PAGE TEXT:
========================================
Wednesday, May 18, 2011

Report from Austin part 3: 83 Austin Artists to Watch

by Robert Boyd

The Hybrid Arts Summit was held in part at the Austin Museum of Art, which was at that moment was exhibiting New Art In Austin: 15 to Watch, a group show which the museum hosts every three years. I was in town for the Summit, so I took the opportunity to check out the show. Afterward, I decided to pick up the catalog. I noticed they had the previous three catalogs (2002, 2005 and 2008). Curious, I picked up all four catalogs. I packed them away and carried on with the activities of the day.

Later in the day, I was talking about the Austin scene with Salvador Castillo, and he offered the theory that Austin is not a very congenial place for artists because there is not a very big collector base there. I countered that Austin certainly had its share of rich folk and well-off professionals--the prerequisite for a good collectors community. His theory was that there wasn't a long tradition of collecting in Austin the way there was in Houston. He wasn't the first person who had put forth a version of this theory. Art Palace moved from Austin to Houston basically because it was too hard to run a successful commercial gallery in Austin.

I don't know enough about the Austin scene to know if this lack of collector support is due to an inadequate appreciation for art locally or if it's a simple game of numbers (Houston is four times larger than Austin, after all). There seem to be several commercial galleries there (I count something like nine), and while no one starts a gallery with much hope of getting rich, they are businesses and the idea is to sell enough to cover your expenses with a little left over at the end. So either the gallerists in Austin are delusional and headed for bankruptcy or else they are successful-- or at least scraping by.
========================================
DATA LISTING:
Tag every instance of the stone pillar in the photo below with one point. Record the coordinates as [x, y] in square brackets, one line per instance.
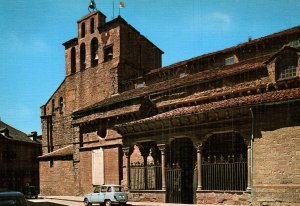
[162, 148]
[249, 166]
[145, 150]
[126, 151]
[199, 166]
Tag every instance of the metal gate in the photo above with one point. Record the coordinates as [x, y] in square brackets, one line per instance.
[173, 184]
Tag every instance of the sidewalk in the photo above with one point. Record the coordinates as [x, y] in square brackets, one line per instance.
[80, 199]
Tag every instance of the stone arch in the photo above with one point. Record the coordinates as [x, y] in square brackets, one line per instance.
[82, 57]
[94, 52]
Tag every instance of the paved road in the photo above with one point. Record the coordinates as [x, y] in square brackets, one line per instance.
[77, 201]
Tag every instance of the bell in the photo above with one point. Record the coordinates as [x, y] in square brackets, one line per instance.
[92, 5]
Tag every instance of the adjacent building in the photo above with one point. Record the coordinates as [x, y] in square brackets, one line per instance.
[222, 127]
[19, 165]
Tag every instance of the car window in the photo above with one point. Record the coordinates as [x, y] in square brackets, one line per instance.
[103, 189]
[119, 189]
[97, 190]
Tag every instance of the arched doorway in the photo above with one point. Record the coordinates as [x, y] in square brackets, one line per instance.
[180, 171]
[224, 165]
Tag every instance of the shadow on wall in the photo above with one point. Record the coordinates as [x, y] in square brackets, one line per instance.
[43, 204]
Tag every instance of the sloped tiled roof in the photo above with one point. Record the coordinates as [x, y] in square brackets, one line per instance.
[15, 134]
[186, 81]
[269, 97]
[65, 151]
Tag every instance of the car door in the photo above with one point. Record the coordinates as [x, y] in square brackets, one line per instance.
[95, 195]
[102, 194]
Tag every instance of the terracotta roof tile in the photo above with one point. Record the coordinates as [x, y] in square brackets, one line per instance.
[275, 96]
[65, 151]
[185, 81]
========================================
GIVEN EXERCISE A: According to the Austin report, how often does the Austin Museum of Art host the group show New Art In Austin: 15 to Watch?
GIVEN EXERCISE B: Echo the Austin report word for word, starting at "Later in the" and ending at "gallery in Austin.".
Base your work on the Austin report alone.

FINAL RESULT A: Every three years.

FINAL RESULT B:
Later in the day, I was talking about the Austin scene with Salvador Castillo, and he offered the theory that Austin is not a very congenial place for artists because there is not a very big collector base there. I countered that Austin certainly had its share of rich folk and well-off professionals--the prerequisite for a good collectors community. His theory was that there wasn't a long tradition of collecting in Austin the way there was in Houston. He wasn't the first person who had put forth a version of this theory. Art Palace moved from Austin to Houston basically because it was too hard to run a successful commercial gallery in Austin.